What is needed:
Write out every line of the material exactly as it appears.
━━━ Supplied data ━━━
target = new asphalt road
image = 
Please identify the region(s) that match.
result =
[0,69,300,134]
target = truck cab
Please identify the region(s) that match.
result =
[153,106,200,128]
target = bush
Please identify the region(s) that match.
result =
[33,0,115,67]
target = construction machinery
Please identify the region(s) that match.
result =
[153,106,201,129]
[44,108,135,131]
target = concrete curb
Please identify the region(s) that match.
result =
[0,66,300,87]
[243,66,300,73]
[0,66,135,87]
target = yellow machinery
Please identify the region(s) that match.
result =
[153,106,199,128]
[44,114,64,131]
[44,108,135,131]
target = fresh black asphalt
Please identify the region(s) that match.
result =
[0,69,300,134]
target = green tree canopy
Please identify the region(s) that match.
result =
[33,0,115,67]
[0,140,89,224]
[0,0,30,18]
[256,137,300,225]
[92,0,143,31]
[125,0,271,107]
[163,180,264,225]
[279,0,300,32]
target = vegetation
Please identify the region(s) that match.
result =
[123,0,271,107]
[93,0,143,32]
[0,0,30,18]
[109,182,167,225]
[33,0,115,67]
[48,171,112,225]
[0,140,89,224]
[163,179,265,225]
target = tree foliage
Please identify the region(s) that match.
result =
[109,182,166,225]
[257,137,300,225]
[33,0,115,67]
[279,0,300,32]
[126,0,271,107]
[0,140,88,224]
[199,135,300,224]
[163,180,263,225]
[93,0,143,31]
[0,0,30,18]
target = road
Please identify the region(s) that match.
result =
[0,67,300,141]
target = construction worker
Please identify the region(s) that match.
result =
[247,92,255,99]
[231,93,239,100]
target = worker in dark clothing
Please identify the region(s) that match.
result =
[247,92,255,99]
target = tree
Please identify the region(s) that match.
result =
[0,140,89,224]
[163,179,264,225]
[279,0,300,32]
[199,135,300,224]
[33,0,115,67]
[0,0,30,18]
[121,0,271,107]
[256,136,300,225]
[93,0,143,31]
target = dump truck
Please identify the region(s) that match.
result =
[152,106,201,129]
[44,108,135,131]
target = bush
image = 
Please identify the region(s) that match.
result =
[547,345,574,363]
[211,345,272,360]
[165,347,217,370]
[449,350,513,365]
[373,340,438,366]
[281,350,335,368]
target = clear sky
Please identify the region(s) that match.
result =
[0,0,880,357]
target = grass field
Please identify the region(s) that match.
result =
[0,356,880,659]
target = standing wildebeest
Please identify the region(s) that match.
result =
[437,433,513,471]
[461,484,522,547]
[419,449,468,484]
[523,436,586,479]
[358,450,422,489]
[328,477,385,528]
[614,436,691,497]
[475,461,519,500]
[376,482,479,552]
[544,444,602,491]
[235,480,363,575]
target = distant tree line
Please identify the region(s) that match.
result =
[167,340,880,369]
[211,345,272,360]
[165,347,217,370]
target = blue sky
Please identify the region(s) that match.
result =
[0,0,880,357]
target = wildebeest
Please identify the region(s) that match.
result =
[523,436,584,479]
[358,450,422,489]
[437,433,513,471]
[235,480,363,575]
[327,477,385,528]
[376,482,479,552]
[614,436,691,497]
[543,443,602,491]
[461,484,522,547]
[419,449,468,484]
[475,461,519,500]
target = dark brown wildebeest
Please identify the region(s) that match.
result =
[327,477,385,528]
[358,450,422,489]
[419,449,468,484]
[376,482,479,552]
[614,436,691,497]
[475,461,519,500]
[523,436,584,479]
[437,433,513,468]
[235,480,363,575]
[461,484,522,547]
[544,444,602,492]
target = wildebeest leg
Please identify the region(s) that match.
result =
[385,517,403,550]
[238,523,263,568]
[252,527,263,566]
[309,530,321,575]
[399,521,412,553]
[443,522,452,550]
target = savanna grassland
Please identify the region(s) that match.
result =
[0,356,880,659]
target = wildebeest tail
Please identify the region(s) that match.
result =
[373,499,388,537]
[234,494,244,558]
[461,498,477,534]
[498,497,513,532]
━━━
Expected answer:
target = new asphalt road
image = 
Please identify the region(s) that match.
result =
[0,69,300,134]
target = truck cab
Please identify the region(s) that match.
result =
[153,106,200,128]
target = bush
Please identify the region(s) that match.
result =
[33,0,115,67]
target = construction machinery
Please identify the region(s) that match.
result =
[153,106,201,129]
[44,108,135,131]
target = concrete curb
Please identify the region(s) that match.
result =
[0,66,300,87]
[243,66,300,73]
[0,66,135,87]
target = yellow machinery
Please identify the region(s) that match.
result =
[153,106,199,128]
[44,114,64,131]
[44,108,135,131]
target = fresh black asphalt
Please identify the region(s) that match.
result =
[0,69,300,134]
target = green tree canopy
Please identify the region(s) that match.
result =
[33,0,115,67]
[0,140,89,224]
[0,0,30,18]
[256,137,300,225]
[92,0,143,31]
[125,0,271,107]
[163,180,264,225]
[279,0,300,32]
target = vegetation
Please identify the region(s) that match.
result =
[123,0,271,107]
[93,0,143,32]
[0,0,30,18]
[109,182,167,225]
[33,0,115,67]
[48,171,112,225]
[0,140,89,224]
[163,179,265,225]
target = tree foliage
Please identify the region(s) that match.
result =
[109,182,166,225]
[257,137,300,225]
[33,0,115,67]
[279,0,300,32]
[126,0,271,107]
[0,140,88,224]
[199,135,300,224]
[163,180,263,225]
[93,0,143,31]
[0,0,30,18]
target = road
Please identify the region(s) that match.
result =
[0,67,300,141]
target = construction worker
Please identify the region(s) that match.
result =
[247,92,255,99]
[231,93,239,100]
target = worker in dark clothing
Please identify the region(s) that match.
result =
[247,92,255,99]
target = tree
Please identify the region(s) that match.
result =
[0,140,89,224]
[163,179,264,225]
[279,0,300,32]
[199,135,300,224]
[33,0,115,67]
[0,0,30,18]
[121,0,271,107]
[256,136,300,225]
[93,0,143,31]
target = dump truck
Please identify the region(s) that match.
result =
[152,106,201,129]
[44,108,135,131]
target = bush
image = 
Please identify the region(s) that match.
result =
[547,345,574,363]
[211,345,272,360]
[165,347,217,370]
[449,350,513,365]
[373,340,438,366]
[281,350,335,368]
target = clear sky
Please identify the region(s) that match.
result =
[0,0,880,357]
target = grass field
Please identify the region(s) that match.
result =
[0,356,880,659]
target = standing wildebeest
Please identify the region(s) that match.
result =
[437,433,513,471]
[461,484,522,547]
[419,449,468,484]
[523,436,586,479]
[358,450,422,489]
[328,477,385,528]
[614,436,691,497]
[475,461,519,500]
[376,482,479,552]
[544,444,602,491]
[235,480,363,575]
target = distant tree line
Please identify the region(s) that match.
result =
[167,340,880,369]
[211,345,272,360]
[165,347,217,370]
target = blue sky
Please identify the region(s) that match.
result =
[0,0,880,357]
target = wildebeest
Please identify the region(s) that match.
result =
[523,436,584,479]
[358,450,422,489]
[437,433,513,471]
[235,480,363,575]
[327,477,385,528]
[376,482,479,552]
[614,436,691,497]
[543,443,602,491]
[461,484,522,547]
[419,449,468,484]
[475,461,519,500]
target = dark brown wildebeest
Please identify the region(s) that match.
result =
[327,477,385,528]
[358,450,422,489]
[419,449,468,484]
[376,482,479,552]
[614,436,691,497]
[475,461,519,500]
[523,436,584,479]
[437,433,513,468]
[235,480,363,575]
[461,484,522,547]
[544,444,602,492]
target = wildebeest leg
Please identify the region(s) that match.
result =
[385,517,403,550]
[238,523,263,568]
[252,527,263,566]
[309,530,321,575]
[399,521,412,553]
[443,522,452,550]
target = savanna grassland
Please identify the region(s) that match.
result =
[0,356,880,659]
target = wildebeest tail
Please identify the region(s) that match.
result =
[373,499,388,537]
[234,494,244,558]
[461,498,477,534]
[498,497,513,532]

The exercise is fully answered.